TO DO: Copy the material from the line with "the rear bumper" up to and including the line with "column 136, row 198". Change "crowd of visitors" to "group of tourists" and leave everything else the same.

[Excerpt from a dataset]
──────

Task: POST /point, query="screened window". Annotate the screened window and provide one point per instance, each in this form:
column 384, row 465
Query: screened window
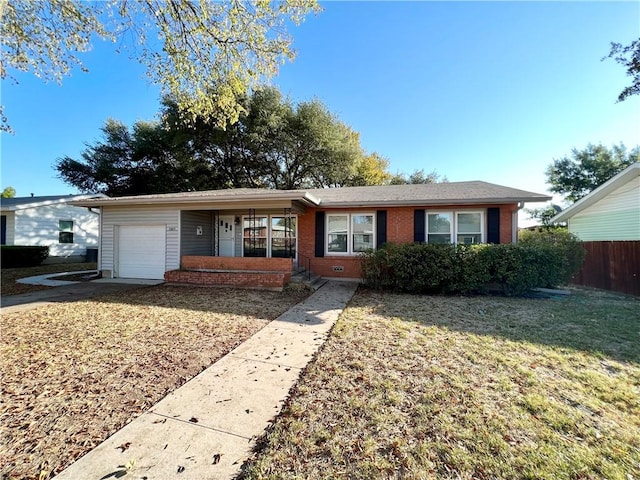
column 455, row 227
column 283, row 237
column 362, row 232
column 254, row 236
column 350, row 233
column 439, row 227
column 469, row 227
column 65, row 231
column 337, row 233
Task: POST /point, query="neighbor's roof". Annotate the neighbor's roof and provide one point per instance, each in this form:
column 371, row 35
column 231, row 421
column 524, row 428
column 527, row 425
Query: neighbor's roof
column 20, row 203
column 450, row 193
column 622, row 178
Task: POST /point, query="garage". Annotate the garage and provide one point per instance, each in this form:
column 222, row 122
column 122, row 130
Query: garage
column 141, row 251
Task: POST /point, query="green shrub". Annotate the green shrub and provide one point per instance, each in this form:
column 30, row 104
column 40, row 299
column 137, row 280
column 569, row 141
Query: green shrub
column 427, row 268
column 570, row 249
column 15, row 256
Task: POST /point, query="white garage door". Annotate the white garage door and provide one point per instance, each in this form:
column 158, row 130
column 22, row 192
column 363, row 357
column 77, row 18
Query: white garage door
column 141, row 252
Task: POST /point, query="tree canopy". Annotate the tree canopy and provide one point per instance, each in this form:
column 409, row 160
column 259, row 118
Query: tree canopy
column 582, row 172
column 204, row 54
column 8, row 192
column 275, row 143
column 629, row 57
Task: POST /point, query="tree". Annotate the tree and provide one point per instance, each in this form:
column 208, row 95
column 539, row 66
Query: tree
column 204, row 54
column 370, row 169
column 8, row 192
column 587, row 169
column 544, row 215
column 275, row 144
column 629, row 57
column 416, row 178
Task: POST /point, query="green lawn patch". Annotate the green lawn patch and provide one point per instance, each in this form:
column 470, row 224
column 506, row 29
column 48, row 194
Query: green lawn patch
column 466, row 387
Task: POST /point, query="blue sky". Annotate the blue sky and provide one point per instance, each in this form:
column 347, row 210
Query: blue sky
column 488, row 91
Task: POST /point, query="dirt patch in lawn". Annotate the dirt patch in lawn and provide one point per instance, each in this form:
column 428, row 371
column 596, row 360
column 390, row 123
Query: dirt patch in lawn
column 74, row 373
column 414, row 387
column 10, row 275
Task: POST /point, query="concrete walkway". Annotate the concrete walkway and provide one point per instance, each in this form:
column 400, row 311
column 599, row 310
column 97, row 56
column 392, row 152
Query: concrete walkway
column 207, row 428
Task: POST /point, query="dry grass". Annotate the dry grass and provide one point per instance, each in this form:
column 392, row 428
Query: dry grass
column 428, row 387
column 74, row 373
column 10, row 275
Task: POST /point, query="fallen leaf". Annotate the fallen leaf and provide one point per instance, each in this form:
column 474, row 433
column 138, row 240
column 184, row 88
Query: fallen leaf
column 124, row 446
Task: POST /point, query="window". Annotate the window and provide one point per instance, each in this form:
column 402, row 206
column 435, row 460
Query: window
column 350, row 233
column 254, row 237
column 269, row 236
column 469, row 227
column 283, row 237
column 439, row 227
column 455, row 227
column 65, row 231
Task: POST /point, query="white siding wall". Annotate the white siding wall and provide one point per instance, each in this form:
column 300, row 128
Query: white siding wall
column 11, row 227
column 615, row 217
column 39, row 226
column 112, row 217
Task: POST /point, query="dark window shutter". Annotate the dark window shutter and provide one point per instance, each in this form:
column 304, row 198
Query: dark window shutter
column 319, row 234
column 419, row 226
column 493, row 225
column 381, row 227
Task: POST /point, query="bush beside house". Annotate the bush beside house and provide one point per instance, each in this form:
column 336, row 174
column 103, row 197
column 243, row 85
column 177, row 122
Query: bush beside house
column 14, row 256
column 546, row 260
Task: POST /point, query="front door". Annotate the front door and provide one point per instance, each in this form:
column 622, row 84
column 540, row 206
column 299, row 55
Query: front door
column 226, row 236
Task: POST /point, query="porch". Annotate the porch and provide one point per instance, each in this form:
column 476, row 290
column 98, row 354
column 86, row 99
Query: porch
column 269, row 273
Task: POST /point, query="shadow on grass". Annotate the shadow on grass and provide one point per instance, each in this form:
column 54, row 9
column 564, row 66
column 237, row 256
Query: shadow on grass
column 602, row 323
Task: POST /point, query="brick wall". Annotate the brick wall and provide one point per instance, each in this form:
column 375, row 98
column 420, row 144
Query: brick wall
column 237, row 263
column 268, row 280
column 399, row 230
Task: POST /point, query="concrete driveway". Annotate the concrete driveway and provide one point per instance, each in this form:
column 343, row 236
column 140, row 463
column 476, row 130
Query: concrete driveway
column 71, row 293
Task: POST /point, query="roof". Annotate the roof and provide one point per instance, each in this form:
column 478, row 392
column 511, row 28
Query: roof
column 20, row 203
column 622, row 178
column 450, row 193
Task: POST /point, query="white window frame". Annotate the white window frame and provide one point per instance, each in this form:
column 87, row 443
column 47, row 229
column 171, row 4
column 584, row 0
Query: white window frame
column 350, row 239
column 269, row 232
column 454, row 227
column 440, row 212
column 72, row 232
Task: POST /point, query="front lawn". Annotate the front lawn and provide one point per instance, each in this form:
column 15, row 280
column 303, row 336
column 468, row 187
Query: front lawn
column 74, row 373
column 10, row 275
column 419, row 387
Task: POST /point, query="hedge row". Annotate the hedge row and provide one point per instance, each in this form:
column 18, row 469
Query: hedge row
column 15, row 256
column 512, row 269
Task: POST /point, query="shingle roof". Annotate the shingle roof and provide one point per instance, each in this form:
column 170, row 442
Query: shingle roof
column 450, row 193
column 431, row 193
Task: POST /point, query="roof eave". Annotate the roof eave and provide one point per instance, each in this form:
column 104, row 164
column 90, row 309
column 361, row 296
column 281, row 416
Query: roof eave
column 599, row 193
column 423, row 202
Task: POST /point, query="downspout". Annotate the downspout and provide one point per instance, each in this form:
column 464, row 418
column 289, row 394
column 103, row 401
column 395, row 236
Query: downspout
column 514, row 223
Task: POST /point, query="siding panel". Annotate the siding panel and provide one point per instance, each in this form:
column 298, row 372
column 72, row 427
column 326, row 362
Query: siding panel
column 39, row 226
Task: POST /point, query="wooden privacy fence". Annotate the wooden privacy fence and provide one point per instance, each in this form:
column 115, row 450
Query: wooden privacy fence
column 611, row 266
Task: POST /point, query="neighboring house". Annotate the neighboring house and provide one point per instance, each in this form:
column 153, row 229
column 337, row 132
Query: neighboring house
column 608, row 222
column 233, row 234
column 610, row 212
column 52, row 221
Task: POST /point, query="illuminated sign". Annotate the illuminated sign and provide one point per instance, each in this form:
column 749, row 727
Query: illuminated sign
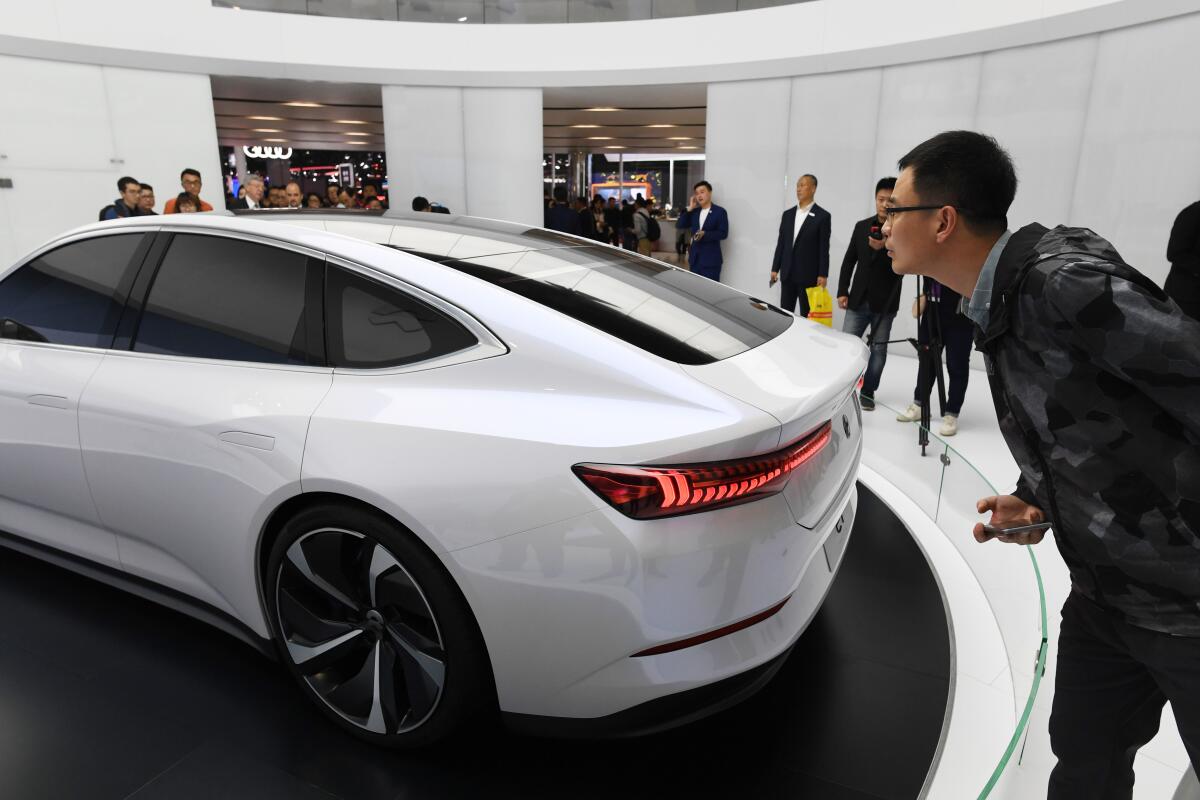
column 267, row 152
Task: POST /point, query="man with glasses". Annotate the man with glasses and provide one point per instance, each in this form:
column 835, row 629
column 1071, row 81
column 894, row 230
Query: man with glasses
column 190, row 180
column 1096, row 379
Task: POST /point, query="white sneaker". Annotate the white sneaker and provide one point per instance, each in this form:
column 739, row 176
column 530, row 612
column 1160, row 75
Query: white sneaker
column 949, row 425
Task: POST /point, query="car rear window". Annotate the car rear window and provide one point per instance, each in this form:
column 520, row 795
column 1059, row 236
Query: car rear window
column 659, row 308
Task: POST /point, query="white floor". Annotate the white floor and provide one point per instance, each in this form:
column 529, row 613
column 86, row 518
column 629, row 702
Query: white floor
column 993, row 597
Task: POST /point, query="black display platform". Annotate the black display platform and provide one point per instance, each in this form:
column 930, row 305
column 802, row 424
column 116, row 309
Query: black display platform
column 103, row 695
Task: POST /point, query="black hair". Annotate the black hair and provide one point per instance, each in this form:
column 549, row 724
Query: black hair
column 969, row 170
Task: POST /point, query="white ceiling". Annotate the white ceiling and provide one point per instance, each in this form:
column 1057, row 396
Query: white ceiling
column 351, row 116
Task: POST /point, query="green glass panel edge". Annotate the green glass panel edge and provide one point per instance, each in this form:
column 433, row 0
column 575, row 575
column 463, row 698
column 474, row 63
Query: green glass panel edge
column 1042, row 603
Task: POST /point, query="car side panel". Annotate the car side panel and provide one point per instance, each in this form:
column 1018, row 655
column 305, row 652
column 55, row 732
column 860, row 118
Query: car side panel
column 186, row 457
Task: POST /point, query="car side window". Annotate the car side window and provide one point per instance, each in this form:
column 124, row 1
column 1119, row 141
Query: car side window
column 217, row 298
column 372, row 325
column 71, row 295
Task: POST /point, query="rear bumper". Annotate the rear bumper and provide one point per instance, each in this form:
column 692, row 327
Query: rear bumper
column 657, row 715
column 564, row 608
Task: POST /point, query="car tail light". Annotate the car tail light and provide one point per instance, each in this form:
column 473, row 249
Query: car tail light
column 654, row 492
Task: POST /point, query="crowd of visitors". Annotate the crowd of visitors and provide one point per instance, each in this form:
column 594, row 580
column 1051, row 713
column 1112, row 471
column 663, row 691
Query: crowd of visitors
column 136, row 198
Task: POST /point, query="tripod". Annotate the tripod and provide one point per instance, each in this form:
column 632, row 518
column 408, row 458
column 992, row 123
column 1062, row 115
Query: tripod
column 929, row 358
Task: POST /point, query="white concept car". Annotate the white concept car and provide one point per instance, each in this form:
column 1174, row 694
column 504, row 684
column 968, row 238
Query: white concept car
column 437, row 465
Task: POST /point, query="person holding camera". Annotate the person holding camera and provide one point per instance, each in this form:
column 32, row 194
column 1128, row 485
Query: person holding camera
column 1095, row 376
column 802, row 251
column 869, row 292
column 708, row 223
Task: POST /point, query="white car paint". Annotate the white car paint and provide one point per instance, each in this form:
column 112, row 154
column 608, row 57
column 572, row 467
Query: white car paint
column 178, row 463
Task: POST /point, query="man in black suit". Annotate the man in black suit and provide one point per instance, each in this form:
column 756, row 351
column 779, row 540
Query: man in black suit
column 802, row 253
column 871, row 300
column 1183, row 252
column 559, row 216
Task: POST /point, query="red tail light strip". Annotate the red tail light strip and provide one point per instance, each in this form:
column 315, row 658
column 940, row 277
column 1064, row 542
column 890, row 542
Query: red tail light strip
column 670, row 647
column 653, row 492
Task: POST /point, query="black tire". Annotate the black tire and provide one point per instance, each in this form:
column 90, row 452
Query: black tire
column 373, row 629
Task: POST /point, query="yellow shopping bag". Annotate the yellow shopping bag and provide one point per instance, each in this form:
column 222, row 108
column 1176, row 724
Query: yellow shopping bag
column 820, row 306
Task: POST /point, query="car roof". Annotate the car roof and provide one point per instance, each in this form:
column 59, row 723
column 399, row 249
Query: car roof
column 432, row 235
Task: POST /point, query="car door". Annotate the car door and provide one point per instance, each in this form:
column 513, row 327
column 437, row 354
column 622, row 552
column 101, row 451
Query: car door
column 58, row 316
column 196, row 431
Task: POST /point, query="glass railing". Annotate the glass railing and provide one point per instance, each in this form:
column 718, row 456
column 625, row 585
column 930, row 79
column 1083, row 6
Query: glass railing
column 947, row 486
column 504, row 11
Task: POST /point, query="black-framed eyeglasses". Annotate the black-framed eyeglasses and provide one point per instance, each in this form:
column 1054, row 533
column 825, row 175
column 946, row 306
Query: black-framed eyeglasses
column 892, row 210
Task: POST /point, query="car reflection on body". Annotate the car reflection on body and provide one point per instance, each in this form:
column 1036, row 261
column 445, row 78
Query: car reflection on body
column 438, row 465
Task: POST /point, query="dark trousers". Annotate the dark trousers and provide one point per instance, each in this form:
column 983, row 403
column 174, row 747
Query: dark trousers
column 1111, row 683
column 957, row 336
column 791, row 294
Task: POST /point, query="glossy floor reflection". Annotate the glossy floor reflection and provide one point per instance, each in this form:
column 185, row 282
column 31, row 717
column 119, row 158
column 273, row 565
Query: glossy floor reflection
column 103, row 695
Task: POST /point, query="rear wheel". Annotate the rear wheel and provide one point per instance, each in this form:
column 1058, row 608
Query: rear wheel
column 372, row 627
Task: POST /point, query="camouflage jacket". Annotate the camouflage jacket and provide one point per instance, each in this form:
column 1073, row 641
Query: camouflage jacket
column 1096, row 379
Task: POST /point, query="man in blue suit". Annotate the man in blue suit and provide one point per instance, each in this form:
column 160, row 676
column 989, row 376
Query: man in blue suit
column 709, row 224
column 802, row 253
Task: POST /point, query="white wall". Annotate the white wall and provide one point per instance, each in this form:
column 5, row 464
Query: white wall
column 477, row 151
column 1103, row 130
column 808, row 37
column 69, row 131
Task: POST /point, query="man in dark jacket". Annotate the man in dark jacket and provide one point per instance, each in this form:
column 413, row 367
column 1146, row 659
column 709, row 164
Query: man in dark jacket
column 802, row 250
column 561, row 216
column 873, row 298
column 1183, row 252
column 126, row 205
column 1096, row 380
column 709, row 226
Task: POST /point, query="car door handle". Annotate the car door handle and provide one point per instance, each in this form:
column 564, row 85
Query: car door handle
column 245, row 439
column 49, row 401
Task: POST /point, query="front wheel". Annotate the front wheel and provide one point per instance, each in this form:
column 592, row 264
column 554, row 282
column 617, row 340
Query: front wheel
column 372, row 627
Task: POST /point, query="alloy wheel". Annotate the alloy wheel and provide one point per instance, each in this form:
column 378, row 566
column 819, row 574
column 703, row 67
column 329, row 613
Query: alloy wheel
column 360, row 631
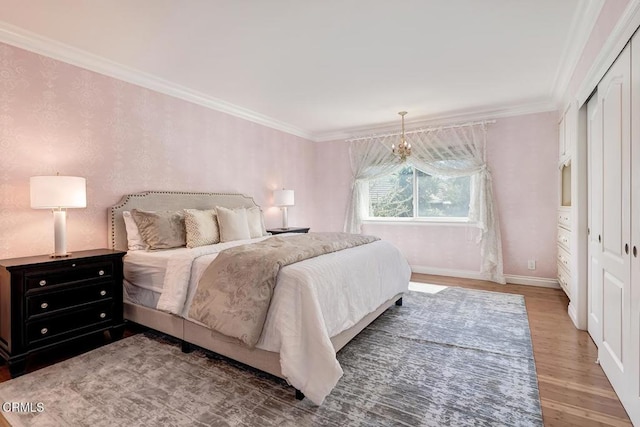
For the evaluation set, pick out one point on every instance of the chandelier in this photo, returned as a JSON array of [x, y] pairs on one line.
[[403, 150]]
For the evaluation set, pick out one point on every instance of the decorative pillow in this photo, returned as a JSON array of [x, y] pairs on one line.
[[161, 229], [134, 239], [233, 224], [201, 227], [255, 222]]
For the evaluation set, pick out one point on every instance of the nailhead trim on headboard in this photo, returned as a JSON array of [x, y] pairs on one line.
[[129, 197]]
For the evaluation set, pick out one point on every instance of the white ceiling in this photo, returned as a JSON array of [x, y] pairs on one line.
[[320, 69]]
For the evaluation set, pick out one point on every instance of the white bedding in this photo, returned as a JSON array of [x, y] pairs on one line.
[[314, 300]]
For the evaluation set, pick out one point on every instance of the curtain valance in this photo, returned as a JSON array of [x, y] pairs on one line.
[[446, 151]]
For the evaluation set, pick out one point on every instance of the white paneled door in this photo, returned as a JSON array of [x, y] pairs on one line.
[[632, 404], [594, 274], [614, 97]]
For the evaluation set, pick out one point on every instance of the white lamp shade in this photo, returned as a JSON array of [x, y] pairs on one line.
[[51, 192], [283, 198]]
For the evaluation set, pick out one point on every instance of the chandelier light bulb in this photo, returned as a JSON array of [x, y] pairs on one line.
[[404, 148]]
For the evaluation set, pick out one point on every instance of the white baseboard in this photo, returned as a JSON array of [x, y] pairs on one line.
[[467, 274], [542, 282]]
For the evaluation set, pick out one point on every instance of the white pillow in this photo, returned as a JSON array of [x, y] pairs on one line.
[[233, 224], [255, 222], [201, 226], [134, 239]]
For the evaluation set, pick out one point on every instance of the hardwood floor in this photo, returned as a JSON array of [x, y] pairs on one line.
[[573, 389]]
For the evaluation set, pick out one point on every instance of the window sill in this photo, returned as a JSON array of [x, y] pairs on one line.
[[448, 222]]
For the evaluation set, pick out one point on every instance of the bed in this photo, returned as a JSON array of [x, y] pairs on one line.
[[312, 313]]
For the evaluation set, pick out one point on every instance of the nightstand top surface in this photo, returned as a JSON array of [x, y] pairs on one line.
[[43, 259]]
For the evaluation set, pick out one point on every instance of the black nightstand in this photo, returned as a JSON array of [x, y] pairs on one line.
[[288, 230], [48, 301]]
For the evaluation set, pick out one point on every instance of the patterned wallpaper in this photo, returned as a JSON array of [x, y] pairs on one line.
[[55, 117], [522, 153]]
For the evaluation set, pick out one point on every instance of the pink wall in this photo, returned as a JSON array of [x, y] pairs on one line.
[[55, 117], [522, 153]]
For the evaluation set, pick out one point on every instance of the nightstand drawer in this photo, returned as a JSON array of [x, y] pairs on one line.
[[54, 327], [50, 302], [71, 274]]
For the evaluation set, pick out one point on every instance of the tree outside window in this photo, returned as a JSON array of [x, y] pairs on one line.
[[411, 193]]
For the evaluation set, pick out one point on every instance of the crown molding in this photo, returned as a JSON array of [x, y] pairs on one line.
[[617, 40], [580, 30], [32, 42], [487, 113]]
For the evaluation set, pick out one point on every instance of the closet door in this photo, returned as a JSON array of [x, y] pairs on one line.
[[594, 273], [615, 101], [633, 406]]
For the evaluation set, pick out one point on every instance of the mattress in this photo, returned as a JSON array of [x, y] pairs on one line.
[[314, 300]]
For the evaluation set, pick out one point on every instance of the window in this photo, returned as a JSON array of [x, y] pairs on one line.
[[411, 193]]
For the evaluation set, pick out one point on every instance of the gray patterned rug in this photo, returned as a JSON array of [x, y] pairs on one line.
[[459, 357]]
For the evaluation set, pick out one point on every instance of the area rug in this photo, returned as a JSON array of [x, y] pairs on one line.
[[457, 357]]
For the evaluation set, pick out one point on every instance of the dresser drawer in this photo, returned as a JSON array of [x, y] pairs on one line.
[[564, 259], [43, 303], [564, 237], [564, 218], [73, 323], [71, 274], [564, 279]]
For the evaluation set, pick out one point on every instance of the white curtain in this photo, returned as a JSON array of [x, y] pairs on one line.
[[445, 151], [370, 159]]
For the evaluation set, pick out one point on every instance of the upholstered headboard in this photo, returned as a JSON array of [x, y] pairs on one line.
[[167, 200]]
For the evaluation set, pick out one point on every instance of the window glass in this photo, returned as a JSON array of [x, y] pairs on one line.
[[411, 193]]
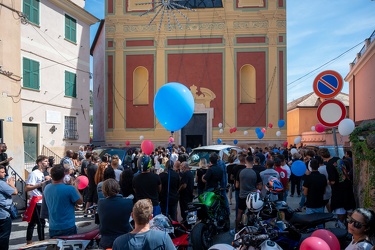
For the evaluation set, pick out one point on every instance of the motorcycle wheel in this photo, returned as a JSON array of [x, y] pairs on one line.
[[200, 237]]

──────

FULL ANSWER:
Task: POST /point, query="rear bumper". Annotate the rear bumper and provide one point per instance, each in this form:
column 692, row 327
Query: rear bumper
column 657, row 715
column 564, row 608
Task: POST /point, query="car tail light". Annotate the car tail light and provide one point per instance, each in this form:
column 473, row 249
Query: car tail light
column 654, row 492
Task: POST /point, query="group of tourists". Annotate the group of tourists and provide one point per instance, each in this form:
column 594, row 580
column 1051, row 713
column 1112, row 471
column 663, row 691
Query: group of tourists
column 136, row 198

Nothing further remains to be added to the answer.